### Challenges
1 - According to the How to Cook a Wolf exhibition text, who wrote the 1942 cookbook that inspired the show?
2 - Write out the part of the How to Cook a Wolf exhibition text starting with "Rooted in material" and going on through "or cultural circumstances.".
3 - Extend the How to Cook a Wolf exhibition text, picking up right after its last sentence.

### Supplied passage
+++

Kristi Chen, Chiedza Pasipanodya, Alison Postma, Sriwhana Spong, Charlott Weise
how to cook a wolf
08.23.2023 - 09.30.2023
Still from Sriwhana Spong, This Tree is Mine! (2022), 16mm film transferred to HD video, 8min 11sec. Courtesy the artist and Michael Lett Gallery, Auckland.
Rooted in material explorations of dreaming and mysticism, How to Cook a Wolf brings together works by five artists—Kristi Chen, Chiedza Pasipanodya, Alison Postma, Sriwhana Spong, and Charlott Weise. Spanning ceramics, furniture, sculpture, painting and video these selections offer embodied and sensorially intimate encounters, transhistorical narratives and ripe potentials. This exhibition draws inspiration from M.F.K. Fisher’s 1942 feminist cookbook, published during the bleak austerity of WWII, where the author envisions strategies for living well in the context of near starvation–including recipes for concocting “sludge.” Together, the works in this exhibition evoke an atmospheric environment for fantasy and imagination that extends beyond the limitations of gender, personal or cultural circumstances.

+++

### Data section
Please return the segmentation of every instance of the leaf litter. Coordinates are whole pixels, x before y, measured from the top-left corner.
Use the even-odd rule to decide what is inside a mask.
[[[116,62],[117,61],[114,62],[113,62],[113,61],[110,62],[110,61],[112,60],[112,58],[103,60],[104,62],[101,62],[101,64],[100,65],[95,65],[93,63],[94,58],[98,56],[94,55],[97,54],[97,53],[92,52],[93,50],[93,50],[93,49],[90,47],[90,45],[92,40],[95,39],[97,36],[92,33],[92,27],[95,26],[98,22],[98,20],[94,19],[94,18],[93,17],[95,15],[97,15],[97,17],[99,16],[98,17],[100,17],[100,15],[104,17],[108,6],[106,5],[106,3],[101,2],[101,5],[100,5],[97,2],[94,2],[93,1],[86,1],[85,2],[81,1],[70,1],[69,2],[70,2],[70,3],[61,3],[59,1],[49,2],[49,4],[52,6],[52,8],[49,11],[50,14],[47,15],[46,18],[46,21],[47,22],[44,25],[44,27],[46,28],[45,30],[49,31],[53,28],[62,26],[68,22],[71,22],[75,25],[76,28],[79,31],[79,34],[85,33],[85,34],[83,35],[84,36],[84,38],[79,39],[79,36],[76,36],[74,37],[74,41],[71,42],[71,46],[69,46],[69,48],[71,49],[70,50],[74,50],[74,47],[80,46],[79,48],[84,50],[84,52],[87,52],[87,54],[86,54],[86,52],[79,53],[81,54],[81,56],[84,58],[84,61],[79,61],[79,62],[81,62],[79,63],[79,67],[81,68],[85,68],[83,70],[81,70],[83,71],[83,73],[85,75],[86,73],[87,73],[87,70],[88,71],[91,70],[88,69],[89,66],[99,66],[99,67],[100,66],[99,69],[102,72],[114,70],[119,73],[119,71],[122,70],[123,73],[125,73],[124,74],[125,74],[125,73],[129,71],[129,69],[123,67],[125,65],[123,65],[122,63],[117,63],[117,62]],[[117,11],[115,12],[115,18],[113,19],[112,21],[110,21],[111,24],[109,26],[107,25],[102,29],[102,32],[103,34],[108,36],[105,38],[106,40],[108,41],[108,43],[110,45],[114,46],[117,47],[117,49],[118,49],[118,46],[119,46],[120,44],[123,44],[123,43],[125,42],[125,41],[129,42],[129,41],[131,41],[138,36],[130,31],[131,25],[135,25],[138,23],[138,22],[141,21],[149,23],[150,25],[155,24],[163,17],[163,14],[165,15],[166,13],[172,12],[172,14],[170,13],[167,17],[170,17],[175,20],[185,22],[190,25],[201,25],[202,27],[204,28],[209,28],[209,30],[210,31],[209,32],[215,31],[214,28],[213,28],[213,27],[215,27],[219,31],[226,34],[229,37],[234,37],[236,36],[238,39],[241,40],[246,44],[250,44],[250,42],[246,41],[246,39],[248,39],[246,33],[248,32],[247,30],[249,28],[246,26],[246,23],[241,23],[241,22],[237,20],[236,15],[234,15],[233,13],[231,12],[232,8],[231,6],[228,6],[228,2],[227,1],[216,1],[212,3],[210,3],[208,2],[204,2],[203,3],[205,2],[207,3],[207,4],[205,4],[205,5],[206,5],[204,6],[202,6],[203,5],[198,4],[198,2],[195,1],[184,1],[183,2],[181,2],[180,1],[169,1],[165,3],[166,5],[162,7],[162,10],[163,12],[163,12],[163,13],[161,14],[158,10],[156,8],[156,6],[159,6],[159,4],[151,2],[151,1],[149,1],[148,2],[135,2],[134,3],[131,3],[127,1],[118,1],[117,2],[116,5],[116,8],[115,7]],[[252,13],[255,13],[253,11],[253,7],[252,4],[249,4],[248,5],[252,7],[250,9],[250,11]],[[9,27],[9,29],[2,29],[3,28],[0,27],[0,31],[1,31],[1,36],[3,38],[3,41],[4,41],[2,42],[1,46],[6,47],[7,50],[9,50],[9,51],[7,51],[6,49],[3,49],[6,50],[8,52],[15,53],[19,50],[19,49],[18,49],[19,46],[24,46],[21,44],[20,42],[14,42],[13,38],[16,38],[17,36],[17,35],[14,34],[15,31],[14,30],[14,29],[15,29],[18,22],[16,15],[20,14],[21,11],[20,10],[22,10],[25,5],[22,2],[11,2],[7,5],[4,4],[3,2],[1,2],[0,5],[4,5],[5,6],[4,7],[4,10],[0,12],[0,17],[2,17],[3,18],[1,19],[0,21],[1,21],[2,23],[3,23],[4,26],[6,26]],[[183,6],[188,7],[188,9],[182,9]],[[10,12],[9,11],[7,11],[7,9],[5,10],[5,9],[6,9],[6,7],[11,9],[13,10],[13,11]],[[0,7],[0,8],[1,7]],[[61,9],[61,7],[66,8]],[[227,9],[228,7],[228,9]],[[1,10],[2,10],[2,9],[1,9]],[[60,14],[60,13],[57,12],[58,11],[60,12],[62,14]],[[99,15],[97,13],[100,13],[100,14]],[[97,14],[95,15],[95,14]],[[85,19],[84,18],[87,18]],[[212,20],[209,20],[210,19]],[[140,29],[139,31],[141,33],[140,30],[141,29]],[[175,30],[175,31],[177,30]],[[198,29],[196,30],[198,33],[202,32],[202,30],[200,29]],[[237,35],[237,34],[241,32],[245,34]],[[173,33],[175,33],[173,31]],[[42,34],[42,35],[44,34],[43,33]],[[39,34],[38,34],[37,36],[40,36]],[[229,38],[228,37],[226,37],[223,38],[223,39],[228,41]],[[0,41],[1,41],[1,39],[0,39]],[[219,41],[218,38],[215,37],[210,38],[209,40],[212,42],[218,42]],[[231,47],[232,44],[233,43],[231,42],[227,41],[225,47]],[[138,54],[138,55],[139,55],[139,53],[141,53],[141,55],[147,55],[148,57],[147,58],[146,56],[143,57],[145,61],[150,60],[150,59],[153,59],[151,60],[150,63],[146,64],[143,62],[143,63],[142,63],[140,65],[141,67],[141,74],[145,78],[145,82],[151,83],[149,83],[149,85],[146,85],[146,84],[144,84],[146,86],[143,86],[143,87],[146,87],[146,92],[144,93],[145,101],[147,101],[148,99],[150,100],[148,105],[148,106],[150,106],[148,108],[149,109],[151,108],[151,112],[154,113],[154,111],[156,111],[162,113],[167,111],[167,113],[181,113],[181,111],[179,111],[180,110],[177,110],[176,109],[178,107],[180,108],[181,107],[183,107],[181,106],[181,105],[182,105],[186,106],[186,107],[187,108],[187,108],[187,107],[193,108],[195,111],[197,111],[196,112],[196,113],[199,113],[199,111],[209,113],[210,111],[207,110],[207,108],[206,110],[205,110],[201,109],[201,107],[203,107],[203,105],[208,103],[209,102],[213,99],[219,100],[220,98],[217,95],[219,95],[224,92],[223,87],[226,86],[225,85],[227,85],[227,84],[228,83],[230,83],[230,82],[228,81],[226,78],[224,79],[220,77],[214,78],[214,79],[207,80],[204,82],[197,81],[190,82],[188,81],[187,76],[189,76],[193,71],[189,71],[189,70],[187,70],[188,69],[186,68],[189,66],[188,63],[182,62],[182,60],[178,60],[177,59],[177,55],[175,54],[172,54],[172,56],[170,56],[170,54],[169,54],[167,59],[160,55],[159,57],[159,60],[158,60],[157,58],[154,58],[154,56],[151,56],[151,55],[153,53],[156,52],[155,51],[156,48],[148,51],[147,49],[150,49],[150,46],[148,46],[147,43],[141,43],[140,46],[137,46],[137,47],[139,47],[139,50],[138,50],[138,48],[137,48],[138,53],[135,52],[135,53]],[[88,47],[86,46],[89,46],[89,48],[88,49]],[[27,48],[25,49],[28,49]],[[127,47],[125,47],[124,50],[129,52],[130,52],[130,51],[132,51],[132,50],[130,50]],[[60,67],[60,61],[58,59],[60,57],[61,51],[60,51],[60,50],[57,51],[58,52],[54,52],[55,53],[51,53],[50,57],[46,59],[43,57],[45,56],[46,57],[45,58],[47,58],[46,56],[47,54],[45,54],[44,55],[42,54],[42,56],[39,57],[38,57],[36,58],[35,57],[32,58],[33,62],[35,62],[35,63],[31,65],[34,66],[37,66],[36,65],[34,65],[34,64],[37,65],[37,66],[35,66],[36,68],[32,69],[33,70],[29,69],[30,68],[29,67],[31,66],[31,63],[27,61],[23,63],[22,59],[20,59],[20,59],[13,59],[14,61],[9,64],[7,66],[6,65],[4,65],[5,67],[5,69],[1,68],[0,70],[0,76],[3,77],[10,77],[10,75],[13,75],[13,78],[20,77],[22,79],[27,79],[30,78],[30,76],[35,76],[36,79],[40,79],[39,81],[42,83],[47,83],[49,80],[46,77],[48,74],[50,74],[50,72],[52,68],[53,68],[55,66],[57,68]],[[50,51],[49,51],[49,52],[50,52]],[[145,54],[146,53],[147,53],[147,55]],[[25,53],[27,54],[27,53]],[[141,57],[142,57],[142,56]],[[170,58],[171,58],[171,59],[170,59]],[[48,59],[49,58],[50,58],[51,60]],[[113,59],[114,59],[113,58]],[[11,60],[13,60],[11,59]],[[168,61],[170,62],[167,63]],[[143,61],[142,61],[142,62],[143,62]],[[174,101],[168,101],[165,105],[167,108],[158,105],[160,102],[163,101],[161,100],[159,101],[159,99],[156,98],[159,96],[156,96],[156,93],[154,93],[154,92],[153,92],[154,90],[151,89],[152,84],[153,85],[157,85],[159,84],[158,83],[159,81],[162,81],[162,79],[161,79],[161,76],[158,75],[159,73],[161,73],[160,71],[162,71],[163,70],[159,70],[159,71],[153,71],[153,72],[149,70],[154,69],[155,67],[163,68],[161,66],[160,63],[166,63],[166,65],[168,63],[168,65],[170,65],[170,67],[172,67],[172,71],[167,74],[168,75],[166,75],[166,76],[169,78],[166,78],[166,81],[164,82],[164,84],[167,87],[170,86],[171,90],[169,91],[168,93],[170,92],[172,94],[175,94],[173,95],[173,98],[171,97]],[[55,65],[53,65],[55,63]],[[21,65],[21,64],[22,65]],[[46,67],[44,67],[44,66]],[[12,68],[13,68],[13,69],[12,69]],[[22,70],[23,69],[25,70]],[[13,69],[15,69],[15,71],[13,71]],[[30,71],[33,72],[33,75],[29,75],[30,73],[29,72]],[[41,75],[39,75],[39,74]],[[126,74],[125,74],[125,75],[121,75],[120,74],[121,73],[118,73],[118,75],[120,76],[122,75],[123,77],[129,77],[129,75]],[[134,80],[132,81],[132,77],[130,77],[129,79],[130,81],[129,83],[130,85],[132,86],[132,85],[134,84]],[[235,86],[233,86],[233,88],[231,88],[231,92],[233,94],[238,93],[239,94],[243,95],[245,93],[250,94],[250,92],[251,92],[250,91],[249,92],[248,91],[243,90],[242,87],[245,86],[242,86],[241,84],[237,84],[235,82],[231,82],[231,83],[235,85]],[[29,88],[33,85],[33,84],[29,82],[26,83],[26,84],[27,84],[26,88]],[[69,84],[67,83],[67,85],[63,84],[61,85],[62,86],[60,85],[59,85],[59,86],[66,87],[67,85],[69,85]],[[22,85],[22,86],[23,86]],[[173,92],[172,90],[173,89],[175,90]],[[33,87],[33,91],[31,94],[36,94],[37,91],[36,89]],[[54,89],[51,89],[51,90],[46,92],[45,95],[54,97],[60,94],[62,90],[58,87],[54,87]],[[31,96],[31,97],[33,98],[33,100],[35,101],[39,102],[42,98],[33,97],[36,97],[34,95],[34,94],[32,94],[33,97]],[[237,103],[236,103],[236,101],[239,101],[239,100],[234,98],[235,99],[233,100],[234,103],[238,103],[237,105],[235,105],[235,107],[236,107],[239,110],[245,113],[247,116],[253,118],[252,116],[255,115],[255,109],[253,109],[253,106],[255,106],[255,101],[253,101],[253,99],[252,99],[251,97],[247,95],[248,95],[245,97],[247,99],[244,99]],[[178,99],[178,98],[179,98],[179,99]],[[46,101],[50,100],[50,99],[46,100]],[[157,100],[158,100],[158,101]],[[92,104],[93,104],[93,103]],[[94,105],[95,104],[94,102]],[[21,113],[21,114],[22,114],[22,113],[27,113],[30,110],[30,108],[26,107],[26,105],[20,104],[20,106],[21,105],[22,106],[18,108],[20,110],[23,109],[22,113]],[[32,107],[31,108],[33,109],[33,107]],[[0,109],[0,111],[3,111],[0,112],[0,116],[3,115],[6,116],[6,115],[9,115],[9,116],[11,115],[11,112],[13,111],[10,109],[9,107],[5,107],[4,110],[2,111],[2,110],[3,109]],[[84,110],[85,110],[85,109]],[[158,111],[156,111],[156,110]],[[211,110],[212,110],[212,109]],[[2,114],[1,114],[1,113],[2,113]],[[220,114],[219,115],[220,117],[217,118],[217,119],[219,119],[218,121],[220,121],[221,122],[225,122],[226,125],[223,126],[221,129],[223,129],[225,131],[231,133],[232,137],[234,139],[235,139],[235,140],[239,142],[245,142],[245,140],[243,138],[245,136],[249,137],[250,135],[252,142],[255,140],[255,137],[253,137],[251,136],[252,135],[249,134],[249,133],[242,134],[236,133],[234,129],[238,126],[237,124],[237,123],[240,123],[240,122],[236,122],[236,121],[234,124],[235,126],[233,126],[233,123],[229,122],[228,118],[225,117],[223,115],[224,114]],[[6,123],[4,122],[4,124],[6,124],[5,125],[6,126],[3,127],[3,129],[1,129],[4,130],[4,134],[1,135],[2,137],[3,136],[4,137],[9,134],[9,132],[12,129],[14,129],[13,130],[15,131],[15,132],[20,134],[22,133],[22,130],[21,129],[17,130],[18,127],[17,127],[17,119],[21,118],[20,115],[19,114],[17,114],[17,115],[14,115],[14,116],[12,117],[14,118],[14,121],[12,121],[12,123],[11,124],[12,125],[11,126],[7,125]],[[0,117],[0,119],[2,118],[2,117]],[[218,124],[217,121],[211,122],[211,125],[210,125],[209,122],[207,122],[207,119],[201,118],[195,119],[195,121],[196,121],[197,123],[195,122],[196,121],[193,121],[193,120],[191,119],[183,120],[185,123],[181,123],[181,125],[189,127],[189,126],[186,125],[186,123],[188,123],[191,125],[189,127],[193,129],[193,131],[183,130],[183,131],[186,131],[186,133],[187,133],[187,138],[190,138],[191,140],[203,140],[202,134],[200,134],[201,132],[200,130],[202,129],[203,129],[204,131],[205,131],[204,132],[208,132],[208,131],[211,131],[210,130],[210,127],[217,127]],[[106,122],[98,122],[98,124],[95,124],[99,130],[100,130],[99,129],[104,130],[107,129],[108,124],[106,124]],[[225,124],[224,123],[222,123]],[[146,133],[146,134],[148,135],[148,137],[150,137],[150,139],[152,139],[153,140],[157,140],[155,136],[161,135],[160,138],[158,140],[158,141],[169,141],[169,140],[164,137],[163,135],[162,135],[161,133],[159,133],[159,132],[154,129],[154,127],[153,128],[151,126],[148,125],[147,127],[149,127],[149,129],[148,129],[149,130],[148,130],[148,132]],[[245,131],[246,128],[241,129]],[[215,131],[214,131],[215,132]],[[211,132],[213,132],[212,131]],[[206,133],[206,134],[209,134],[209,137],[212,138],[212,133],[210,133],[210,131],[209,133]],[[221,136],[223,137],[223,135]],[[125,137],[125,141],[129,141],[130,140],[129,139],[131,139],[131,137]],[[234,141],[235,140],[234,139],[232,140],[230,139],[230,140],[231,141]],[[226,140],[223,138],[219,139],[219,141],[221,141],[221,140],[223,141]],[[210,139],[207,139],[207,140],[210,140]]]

+++

### Results of the tasks
1 - M.F.K. Fisher

2 -
Rooted in material explorations of dreaming and mysticism, How to Cook a Wolf brings together works by five artists—Kristi Chen, Chiedza Pasipanodya, Alison Postma, Sriwhana Spong, and Charlott Weise. Spanning ceramics, furniture, sculpture, painting and video these selections offer embodied and sensorially intimate encounters, transhistorical narratives and ripe potentials. This exhibition draws inspiration from M.F.K. Fisher’s 1942 feminist cookbook, published during the bleak austerity of WWII, where the author envisions strategies for living well in the context of near starvation–including recipes for concocting “sludge.” Together, the works in this exhibition evoke an atmospheric environment for fantasy and imagination that extends beyond the limitations of gender, personal or cultural circumstances.

3 -
Commissioned for the 17th Istanbul Biennial, Spong’s This Tree is Mine! (2022) traces dreams of trees across multiple centuries: amongst the artist and two female figures associated with Sufi mysticism in the 8th and 9th centuries, Rābiʿa al-Adawiyya and UmmʿAbdallah. Here dreams of trees become rich symbols of self-expression and forms of knowledge production. Both a respite and an invitation for interaction, Postma’s Kissing Chair (2022) offers a contemporary interpretation of a Victorian conversation seat. Historically used to facilitate courtships or to share state secrets, these armatures encourage potential lovers or gossips to sit side-by-side and whisper.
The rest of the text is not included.